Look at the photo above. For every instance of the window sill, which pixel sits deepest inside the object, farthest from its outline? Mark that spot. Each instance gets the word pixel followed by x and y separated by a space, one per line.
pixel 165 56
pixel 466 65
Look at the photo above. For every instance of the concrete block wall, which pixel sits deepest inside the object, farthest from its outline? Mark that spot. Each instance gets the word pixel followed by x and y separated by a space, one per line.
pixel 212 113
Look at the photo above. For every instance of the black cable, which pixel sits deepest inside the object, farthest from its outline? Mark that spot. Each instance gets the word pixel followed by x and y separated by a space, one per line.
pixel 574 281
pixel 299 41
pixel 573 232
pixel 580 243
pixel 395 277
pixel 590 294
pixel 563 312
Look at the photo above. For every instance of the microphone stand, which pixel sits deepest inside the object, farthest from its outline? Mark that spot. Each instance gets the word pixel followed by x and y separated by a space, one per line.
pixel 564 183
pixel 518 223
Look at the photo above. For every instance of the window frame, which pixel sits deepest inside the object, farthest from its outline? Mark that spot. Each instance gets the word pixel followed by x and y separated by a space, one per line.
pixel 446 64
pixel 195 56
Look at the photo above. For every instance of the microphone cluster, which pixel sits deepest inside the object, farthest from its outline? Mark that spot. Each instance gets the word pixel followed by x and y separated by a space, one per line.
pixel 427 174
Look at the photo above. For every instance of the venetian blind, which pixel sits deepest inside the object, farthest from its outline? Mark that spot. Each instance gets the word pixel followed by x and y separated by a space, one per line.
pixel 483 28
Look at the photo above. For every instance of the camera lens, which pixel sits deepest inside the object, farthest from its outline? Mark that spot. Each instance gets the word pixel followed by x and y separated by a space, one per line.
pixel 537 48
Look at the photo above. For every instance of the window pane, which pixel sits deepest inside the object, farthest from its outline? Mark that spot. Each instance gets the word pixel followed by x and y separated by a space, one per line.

::::::::

**ACTION ITEM:** Every entry should be retyped exactly as it appears.

**ANSWER BOX:**
Look at the photo above. For every instance of the window sill, which pixel sits deepest inside the object, farthest from its outline? Mark that spot. Each instance gets the word pixel followed by x and y separated by a space, one per line.
pixel 165 56
pixel 466 65
Look at the photo above. For every instance of the concrete block wall, which pixel sits deepest inside the object, farthest from its outline? Mark that spot. Each instance gets the word pixel followed by x and y separated by a space, one per line.
pixel 212 113
Look at the photo above. For every instance of the black cable, which pixel sits deepest inside the object, farthest from its outline? Mark that spot. Each instance gets the word pixel followed by x and y separated by a space, one per line.
pixel 574 281
pixel 299 41
pixel 573 232
pixel 580 243
pixel 395 277
pixel 590 294
pixel 563 312
Look at the photo above. For every instance of the microphone stand, which pixel sits deepest inside the object, farthest from its outline? Mark that spot. Each instance gets the word pixel followed by x and y separated by a space, one per line.
pixel 564 183
pixel 518 223
Look at the photo above. For every instance of the window frame, which pixel sits deepest inside the object, farthest from its outline? Mark that spot. Each instance gets the word pixel followed by x and y separated by a space, one per line.
pixel 446 64
pixel 195 56
Look at the photo above. For every instance of the microphone cluster, which pixel sits deepest inside the object, farthest from its outline? Mark that spot. Each instance gets the word pixel followed by x and y separated by a space, one per line.
pixel 427 174
Look at the photo above. For every instance of the venetian blind, which pixel sits deepest inside the object, farthest from its outline? Mark that spot. Each instance gets the word pixel followed by x and y separated by a space, one per line.
pixel 483 28
Look at the photo above. For every instance of the camera lens, which pixel sits deepest inside the object, farthest from its outline? Mark that spot. Each instance gets the word pixel followed by x and y separated by a space, one per line.
pixel 537 48
Look at the photo above. For every instance of the window pane, which pixel sits deepest inside the object, farthest from its outline? Mark that spot. Each instance gets the word pixel followed by x and y separated by a space, one per line.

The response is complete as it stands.